Exercise tasks:
1. In the Cayce passage, how old was the young man when Ketchum made his acquaintance?
2. Please repeat the Cayce passage word for word from "Ketchum is not" to "to be shown.".
3. Carry on the Cayce passage from its final sentence.

Document text:
Ketchum is not the only physician who has had opportunity to observe the workings of Mr. Cayce's subconscious mind. For nearly ten years and strange power has been known to local physicians of all the recognized schools. An explanation of the case is best understood from Ketchum's description in his paper read in Boston a few days ago, which follows:
‘About four years ago I made the acquaintance of a young man 28 years old, who had the reputation of being a ‘freak.’ They said he told wonderful truths while he was asleep. I, being interested, immediately began to investigate, and as I was ‘from Missouri,’ I had to be shown.
‘And truly, when it comes to anything psychical, every layman is a disbeliever from the start, and most of our chosen professions will not accept anything of a psychic nature, hypnotism, mesmerism, or what not, unless vouched for by some M.D. away up in the professions and one whose orthodox standing is questioned.

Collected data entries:
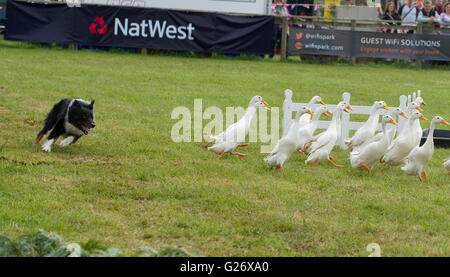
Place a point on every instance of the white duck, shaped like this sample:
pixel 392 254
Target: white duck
pixel 239 130
pixel 338 123
pixel 446 164
pixel 306 132
pixel 403 144
pixel 321 148
pixel 306 118
pixel 367 131
pixel 367 156
pixel 230 140
pixel 390 129
pixel 419 157
pixel 287 145
pixel 419 101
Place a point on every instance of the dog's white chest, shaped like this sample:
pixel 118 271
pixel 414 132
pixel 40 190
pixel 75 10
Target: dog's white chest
pixel 71 129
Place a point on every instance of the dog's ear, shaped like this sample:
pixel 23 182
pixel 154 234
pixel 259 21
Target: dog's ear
pixel 76 103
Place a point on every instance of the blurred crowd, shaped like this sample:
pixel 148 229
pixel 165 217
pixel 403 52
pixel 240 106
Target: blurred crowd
pixel 395 12
pixel 409 13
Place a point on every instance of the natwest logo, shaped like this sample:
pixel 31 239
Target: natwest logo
pixel 98 26
pixel 153 29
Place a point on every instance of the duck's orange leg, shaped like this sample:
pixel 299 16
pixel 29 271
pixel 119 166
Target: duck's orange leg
pixel 331 162
pixel 424 174
pixel 365 167
pixel 306 148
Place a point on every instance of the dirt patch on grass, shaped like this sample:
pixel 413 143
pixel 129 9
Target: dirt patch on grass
pixel 31 122
pixel 2 158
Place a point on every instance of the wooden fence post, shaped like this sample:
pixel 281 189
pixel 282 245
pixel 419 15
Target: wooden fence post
pixel 285 28
pixel 73 46
pixel 353 28
pixel 419 30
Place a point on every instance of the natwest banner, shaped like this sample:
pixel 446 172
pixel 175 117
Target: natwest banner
pixel 140 28
pixel 369 44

Answers given:
1. He was 28 years old.

2.
Ketchum is not the only physician who has had opportunity to observe the workings of Mr. Cayce's subconscious mind. For nearly ten years and strange power has been known to local physicians of all the recognized schools. An explanation of the case is best understood from Ketchum's description in his paper read in Boston a few days ago, which follows:
‘About four years ago I made the acquaintance of a young man 28 years old, who had the reputation of being a ‘freak.’ They said he told wonderful truths while he was asleep. I, being interested, immediately began to investigate, and as I was ‘from Missouri,’ I had to be shown.

3.
‘By suggestion he becomes unconscious to pain of any sort, and, strange to say, his best work is done when he is seemingly ‘dead to the world.’
‘My subject simply lies down and folds his arms, and by auto-suggestion goes to sleep. While in this sleep, which to all intents and purposes is a natural sleep, his objective mind is completely inactive and only his subjective is working.
‘I next give him the name of my subject and the exact location of the same, and in a few minutes he begins to talk as clearly and distinctly as any one. He usually goes into minute detail in diagnosing a case, and especially if it is a very serious case.
His language is usually of the best, and his psychologic terms and description of the nervous anatomy would do credit to any professor of nervous anatomy, and there is no faltering in his speech and all his statements are clear and concise. He handles the most complex ‘jaw breakers’ with as much ease as any Boston physician, which to me is quite wonderful, in view of the fact that while in his normal state he is an illiterate man, especially along the line of medicine, surgery, or pharmacy, of which he knows nothing.'”

On October 20, 1910, Hopkinsville papers announced Cayce's return to town, with his father handling the "business end of his hypnotic readings" as part of a stock company that he had set up. In November 1910, Cayce's photography studio was advertised in the local paper.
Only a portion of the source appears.